### Stated problem
Retype every one of the records below word for word, keeping each line as it stands.

### Task data
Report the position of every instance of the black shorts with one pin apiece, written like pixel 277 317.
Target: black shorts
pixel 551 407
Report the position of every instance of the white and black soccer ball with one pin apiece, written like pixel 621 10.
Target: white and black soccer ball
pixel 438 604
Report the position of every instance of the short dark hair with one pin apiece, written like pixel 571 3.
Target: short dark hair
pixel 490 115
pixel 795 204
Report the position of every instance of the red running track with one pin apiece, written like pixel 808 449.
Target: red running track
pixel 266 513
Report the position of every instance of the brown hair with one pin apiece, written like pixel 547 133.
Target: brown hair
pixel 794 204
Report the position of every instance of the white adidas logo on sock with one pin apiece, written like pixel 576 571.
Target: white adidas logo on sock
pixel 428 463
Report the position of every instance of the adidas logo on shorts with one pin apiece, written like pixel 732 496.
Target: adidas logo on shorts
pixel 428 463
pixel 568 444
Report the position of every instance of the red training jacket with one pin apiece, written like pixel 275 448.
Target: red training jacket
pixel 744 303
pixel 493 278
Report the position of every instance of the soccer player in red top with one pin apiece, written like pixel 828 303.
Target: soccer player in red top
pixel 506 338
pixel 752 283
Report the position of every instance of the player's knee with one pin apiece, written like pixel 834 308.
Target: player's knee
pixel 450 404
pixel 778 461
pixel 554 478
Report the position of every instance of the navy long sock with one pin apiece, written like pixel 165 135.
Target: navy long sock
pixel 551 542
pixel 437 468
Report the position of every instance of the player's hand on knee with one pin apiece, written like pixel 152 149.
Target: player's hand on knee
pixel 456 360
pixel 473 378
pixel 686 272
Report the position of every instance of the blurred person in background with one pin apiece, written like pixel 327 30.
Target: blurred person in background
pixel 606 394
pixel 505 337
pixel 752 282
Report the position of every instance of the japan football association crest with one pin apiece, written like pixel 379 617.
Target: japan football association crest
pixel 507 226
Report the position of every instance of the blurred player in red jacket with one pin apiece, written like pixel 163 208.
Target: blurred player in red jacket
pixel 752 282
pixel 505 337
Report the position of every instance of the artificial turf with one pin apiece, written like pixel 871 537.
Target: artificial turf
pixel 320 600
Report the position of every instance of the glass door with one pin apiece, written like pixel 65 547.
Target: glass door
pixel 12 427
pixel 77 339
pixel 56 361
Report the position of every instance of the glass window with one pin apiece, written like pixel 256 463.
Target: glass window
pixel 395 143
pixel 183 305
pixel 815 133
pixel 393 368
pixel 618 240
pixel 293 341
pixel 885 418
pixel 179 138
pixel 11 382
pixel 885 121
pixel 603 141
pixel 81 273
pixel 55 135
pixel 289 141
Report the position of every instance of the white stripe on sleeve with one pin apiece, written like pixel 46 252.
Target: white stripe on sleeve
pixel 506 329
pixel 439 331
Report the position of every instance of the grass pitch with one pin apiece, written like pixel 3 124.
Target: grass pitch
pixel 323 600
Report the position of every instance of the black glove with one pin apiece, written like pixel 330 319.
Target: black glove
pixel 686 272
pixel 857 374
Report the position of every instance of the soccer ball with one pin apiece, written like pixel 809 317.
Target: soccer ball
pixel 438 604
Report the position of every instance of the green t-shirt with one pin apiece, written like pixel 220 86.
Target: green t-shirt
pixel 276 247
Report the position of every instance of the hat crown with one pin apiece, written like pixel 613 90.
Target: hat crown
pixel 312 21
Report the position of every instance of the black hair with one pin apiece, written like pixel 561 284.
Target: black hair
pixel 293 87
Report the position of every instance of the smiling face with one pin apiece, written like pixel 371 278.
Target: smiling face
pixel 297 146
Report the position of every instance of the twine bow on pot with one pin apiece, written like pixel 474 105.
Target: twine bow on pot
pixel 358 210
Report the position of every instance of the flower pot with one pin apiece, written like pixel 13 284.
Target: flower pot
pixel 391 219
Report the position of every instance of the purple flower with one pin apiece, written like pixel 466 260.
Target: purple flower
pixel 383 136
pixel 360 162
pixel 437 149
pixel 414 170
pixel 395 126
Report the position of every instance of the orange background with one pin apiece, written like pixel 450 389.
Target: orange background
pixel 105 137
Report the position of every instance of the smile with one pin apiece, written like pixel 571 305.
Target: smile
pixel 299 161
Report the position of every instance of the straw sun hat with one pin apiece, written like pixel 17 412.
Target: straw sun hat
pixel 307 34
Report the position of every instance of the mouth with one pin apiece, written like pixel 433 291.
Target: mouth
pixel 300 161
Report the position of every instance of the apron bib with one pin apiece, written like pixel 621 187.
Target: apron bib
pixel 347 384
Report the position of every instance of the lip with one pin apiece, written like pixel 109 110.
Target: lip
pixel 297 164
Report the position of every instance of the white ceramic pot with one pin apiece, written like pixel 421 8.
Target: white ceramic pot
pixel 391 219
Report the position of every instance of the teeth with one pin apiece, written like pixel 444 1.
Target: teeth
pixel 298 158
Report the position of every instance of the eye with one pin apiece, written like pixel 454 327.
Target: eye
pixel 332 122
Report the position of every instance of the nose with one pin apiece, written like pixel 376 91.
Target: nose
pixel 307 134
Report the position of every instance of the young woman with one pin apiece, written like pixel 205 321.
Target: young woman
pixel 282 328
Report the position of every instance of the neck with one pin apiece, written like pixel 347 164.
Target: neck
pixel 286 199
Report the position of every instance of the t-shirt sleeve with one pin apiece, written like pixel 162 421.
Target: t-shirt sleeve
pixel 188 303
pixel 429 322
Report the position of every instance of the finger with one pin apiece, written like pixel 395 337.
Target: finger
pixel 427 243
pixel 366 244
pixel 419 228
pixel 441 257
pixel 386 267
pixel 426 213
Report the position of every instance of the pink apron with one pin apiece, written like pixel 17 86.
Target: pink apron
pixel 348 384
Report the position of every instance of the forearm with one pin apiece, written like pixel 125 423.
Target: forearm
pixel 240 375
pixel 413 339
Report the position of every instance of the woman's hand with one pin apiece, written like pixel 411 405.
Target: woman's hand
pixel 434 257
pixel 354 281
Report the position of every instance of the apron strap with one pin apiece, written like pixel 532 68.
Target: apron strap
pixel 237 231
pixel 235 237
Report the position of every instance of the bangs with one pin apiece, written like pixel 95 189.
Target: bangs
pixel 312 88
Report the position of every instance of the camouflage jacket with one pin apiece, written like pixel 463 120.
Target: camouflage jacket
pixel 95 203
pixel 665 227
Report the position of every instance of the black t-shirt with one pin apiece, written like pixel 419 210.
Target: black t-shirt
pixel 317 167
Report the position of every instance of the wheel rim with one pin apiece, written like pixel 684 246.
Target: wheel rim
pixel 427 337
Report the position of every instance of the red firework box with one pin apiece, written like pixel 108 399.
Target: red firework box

### Worked answer
Report the position of every instance of the black shorts with one pin apiece, written like pixel 277 317.
Target: black shorts
pixel 551 407
Report the position of every instance of the white and black soccer ball with one pin apiece, written like pixel 621 10.
Target: white and black soccer ball
pixel 438 604
Report the position of every instance of the short dark hair with one pin apiece, written like pixel 571 3.
Target: short dark hair
pixel 490 115
pixel 795 204
Report the position of every instance of the red running track with one pin apiece, written like pixel 808 449.
Target: red running track
pixel 266 513
Report the position of every instance of the brown hair with one pin apiece, written like pixel 547 133.
Target: brown hair
pixel 794 204
Report the position of every instance of the white adidas logo on sock with one pin apiece, written like pixel 576 571.
Target: white adidas logo on sock
pixel 428 463
Report the position of every instance of the adidas logo on shorts with one pin apiece, written like pixel 732 496.
Target: adidas logo on shorts
pixel 428 463
pixel 568 444
Report the position of every instance of the red training jacket with one pin apiece, written like pixel 275 448.
Target: red training jacket
pixel 744 303
pixel 493 278
Report the position of every instance of the soccer player in red top with one pin apiece, written like pixel 828 303.
Target: soccer player in red top
pixel 506 338
pixel 752 283
Report the position of every instance of the player's knee with one pin apiece, written like pixel 834 308.
Target: player's knee
pixel 450 404
pixel 778 461
pixel 554 478
Report the position of every instance of the navy long sock with one pin apiece, written like pixel 165 135.
Target: navy long sock
pixel 551 542
pixel 437 468
Report the position of every instance of the player's hand on knee with one pin apiece, written like pixel 152 149.
Target: player's hand on knee
pixel 456 360
pixel 473 378
pixel 686 272
Report the position of every instance of the blurred person in background with one pin apiece, written like pixel 327 30.
Target: blurred person in background
pixel 606 394
pixel 505 337
pixel 752 282
Report the position of every instance of the japan football association crest with one pin apiece, written like pixel 379 617.
Target: japan football association crest
pixel 507 226
Report the position of every instance of the blurred player in red jacket with one pin apiece, written like pixel 163 208.
Target: blurred player in red jacket
pixel 752 282
pixel 505 337
Report the position of every instance of the artificial turf with one pin apiece, written like pixel 871 537.
Target: artificial turf
pixel 320 600
Report the position of every instance of the glass door with one pin apiece, written like pixel 65 547.
Target: glass door
pixel 12 427
pixel 77 339
pixel 56 361
Report the position of every instance of the glass window with one pin apiece, written like pixel 256 463.
Target: glass window
pixel 395 143
pixel 183 305
pixel 815 133
pixel 393 368
pixel 618 240
pixel 293 341
pixel 885 418
pixel 179 138
pixel 11 382
pixel 885 121
pixel 603 141
pixel 81 273
pixel 55 135
pixel 289 141
Report the position of every instance of the white stripe on sleeve with one pin apiece, written like pixel 46 252.
Target: white stripe on sleeve
pixel 506 329
pixel 439 331
Report the position of every instance of the grass pitch with one pin apiece, written like pixel 3 124.
Target: grass pitch
pixel 323 600
Report the position of every instance of the black glove with one pin apiece, written like pixel 330 319.
Target: black glove
pixel 686 272
pixel 857 374
Report the position of every instance of the soccer ball with one pin apiece, written like pixel 809 317.
Target: soccer ball
pixel 438 604
Report the position of every instance of the green t-shirt with one pin apiece, written like pixel 220 86.
Target: green t-shirt
pixel 276 247
Report the position of every instance of the hat crown with one pin apiece, written like pixel 613 90.
Target: hat crown
pixel 312 21
Report the position of every instance of the black hair with one pin apiece, written like pixel 561 284.
Target: black hair
pixel 293 87
Report the position of every instance of the smiling face with one pin apiece, written like pixel 371 278.
Target: smiling face
pixel 297 146
Report the position of every instance of the twine bow on pot with one pin apiece, written like pixel 474 105.
Target: twine bow on pot
pixel 358 210
Report the position of every instance of the flower pot with one pin apiece, written like pixel 13 284.
Target: flower pot
pixel 391 219
Report the position of every instance of the purple flower with one pin apiece, written like pixel 466 260.
Target: purple flower
pixel 383 136
pixel 360 162
pixel 437 149
pixel 414 170
pixel 395 126
Report the position of every instance of the orange background with one pin apiece, written like pixel 450 389.
Target: orange background
pixel 105 137
Report the position of every instance of the smile with one pin apiece, written like pixel 571 305.
Target: smile
pixel 299 161
Report the position of every instance of the straw sun hat with one pin apiece, written like pixel 17 412.
Target: straw sun hat
pixel 307 34
Report the position of every instance of the mouth with one pin apiece, written like pixel 433 291.
Target: mouth
pixel 300 161
Report the position of every instance of the apron bib with one pin apiece, written like pixel 621 187.
Target: apron bib
pixel 347 384
Report the position of every instance of the lip with one pin apiece, written like pixel 109 110.
Target: lip
pixel 297 164
Report the position of every instance of the white ceramic pot with one pin apiece, written like pixel 421 8.
Target: white ceramic pot
pixel 391 219
Report the position of every instance of the teeth with one pin apiece, written like pixel 444 1.
Target: teeth
pixel 298 158
Report the position of every instance of the eye with one pin apiece, written like pixel 454 327.
Target: eye
pixel 332 122
Report the position of every instance of the nose with one pin apiece, written like pixel 376 91.
Target: nose
pixel 307 134
Report the position of every instance of the young woman with one pin apiece, written like pixel 205 321.
Target: young woman
pixel 282 328
Report the position of every instance of the neck with one pin apiece, written like pixel 347 164.
Target: neck
pixel 286 199
Report the position of every instance of the t-shirt sleeve with one pin apiece, written like pixel 162 421.
Target: t-shirt sleeve
pixel 188 303
pixel 429 322
Report the position of every instance of the finger with one pin apiece, written like pixel 395 337.
Target: finger
pixel 427 243
pixel 366 244
pixel 419 228
pixel 441 257
pixel 386 267
pixel 426 213
Report the position of every instance of the pink apron with one pin apiece, written like pixel 17 86.
Target: pink apron
pixel 348 384
Report the position of every instance of the forearm with one pin apiece, written like pixel 125 423.
Target: forearm
pixel 240 375
pixel 413 339
Report the position of every instance of the woman's hand with one pin apiece, written like pixel 411 405.
Target: woman's hand
pixel 434 257
pixel 354 281
Report the position of every instance of the apron strap with one pin apiece, written like pixel 532 68.
Target: apron strap
pixel 237 231
pixel 235 237
Report the position of every instance of the bangs with one pin apiece, written like pixel 95 189.
Target: bangs
pixel 312 88
Report the position of every instance of the camouflage jacket with one pin apiece, written like pixel 463 120.
Target: camouflage jacket
pixel 95 203
pixel 665 227
Report the position of every instance of the black t-shirt with one pin apiece, written like pixel 419 210.
Target: black t-shirt
pixel 317 167
Report the position of every instance of the wheel rim with one pin apiece, written like pixel 684 246.
Target: wheel rim
pixel 427 337
Report the position of every instance of the red firework box with one pin apiece, written like pixel 108 399.
Target: red firework box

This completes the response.